╔══

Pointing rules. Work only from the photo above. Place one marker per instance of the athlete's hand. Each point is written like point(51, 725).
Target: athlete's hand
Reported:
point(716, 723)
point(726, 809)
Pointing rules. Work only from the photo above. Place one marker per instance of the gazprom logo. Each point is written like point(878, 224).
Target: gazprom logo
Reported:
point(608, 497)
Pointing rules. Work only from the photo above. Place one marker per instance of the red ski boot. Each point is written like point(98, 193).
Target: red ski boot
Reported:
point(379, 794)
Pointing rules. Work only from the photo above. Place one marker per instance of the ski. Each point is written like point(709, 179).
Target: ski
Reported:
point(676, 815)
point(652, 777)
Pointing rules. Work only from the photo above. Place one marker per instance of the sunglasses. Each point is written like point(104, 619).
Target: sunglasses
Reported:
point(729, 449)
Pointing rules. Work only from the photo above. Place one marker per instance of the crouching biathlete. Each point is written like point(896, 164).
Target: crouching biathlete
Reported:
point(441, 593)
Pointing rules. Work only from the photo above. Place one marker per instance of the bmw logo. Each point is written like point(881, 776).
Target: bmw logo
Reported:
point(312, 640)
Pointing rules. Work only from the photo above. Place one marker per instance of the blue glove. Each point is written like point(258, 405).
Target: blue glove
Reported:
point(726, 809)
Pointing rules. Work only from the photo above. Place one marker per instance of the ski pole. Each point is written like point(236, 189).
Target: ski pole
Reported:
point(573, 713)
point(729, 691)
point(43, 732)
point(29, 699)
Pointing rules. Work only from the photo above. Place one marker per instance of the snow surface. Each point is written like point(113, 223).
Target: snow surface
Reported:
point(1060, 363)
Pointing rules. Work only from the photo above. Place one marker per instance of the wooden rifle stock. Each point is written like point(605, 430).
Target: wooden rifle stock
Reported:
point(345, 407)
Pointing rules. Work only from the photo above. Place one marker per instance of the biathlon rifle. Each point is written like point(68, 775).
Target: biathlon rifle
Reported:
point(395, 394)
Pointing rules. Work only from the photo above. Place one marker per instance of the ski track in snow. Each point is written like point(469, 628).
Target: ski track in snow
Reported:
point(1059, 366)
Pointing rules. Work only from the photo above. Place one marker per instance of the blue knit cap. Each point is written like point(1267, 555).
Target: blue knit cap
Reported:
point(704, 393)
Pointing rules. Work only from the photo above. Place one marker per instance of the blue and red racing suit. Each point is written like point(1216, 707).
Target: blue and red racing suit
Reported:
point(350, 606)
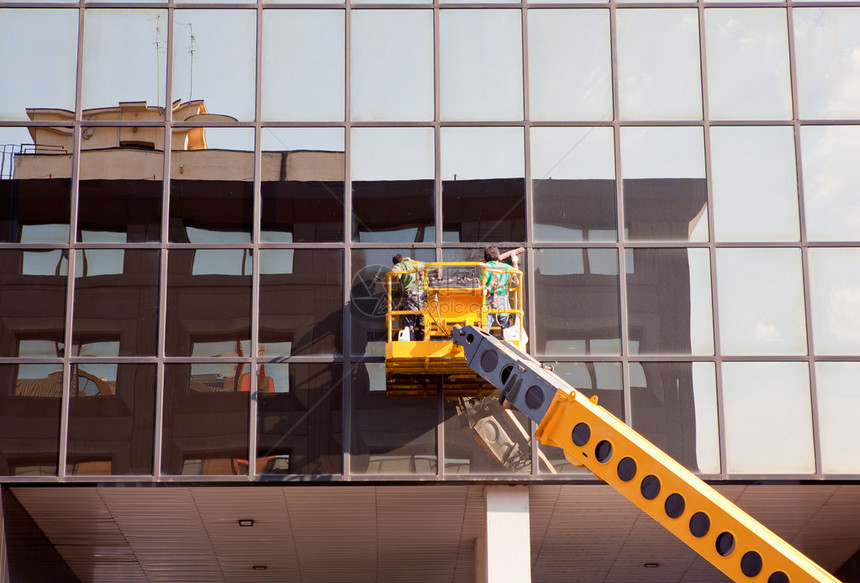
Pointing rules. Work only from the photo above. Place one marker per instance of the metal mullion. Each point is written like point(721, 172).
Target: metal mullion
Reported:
point(712, 254)
point(804, 250)
point(253, 407)
point(163, 265)
point(621, 242)
point(346, 369)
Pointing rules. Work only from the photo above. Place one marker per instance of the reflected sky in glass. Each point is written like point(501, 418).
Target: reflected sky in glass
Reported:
point(761, 302)
point(126, 57)
point(569, 65)
point(828, 69)
point(830, 178)
point(748, 73)
point(205, 67)
point(838, 403)
point(392, 65)
point(472, 153)
point(37, 78)
point(303, 65)
point(834, 276)
point(754, 184)
point(658, 64)
point(481, 65)
point(764, 434)
point(392, 153)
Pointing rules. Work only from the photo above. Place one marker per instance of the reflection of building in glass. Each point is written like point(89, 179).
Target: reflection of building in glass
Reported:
point(190, 297)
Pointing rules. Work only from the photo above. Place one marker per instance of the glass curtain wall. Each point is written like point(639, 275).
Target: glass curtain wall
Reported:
point(197, 205)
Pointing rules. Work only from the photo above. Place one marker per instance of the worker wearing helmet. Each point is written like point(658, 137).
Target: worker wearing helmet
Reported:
point(413, 293)
point(497, 284)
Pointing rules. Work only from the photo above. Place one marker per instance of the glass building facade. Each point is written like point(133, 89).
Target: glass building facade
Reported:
point(198, 200)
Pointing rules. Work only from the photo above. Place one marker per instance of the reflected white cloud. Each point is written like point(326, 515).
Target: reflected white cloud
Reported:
point(828, 62)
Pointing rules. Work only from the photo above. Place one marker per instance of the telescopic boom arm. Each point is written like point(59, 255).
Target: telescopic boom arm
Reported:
point(723, 534)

╚══

> TASK REQUIREMENTS
Output only the lines from the one holding "like point(721, 172)." through the last line above, exactly as they appear.

> THE SOLUTION
Pointing rules. Work only from the photo above. Place one marker per instance of the metal mullion. Each point is written like point(721, 172).
Target: metal mullion
Reported:
point(712, 254)
point(804, 250)
point(253, 407)
point(163, 265)
point(621, 242)
point(346, 369)
Pointing rules. Work only from the photo above. Place one marker per instance of the reflected sky in glass. Each point is written like point(501, 418).
Target: reflected sky in glass
Reported:
point(761, 302)
point(126, 57)
point(569, 65)
point(828, 69)
point(830, 178)
point(748, 73)
point(205, 67)
point(838, 403)
point(392, 65)
point(472, 153)
point(37, 78)
point(303, 65)
point(834, 276)
point(754, 184)
point(658, 64)
point(481, 65)
point(764, 434)
point(392, 153)
Pointing rules. Work only from the photo above. Place one marker per instance of the reflection of building in glass. Each point is written like point(89, 179).
Target: reflection of building in glass
Reported:
point(190, 297)
Pointing rules. Work only from the photo above. Place one marker per instance of the glass curtain wall. Each point is written like point(639, 275).
Target: glass curtain wall
Reported:
point(197, 205)
Pointing rules. Work only from the photo above. Place one marker per instance of the worker wearing helmet. Each point is written like point(658, 137).
Target: worker wearing helmet
Reported:
point(413, 293)
point(497, 284)
Pointing rules. Work only from the photo above. Place one marker per instance of the glass building facade. Each point is written like point(133, 89).
Target: glass building facade
Reported:
point(198, 200)
Pointing rules. Work only from the photo above. Place one marker per instance of the reflected white cloud. Each point is written like point(326, 515).
Target: reflected white cloud
Reported:
point(828, 62)
Pointing rules. Work only from the photo above. Place one marker per instance of the telescopic boom arm. Each point is written like point(59, 255).
Target: telescopic boom arm
Reported:
point(723, 534)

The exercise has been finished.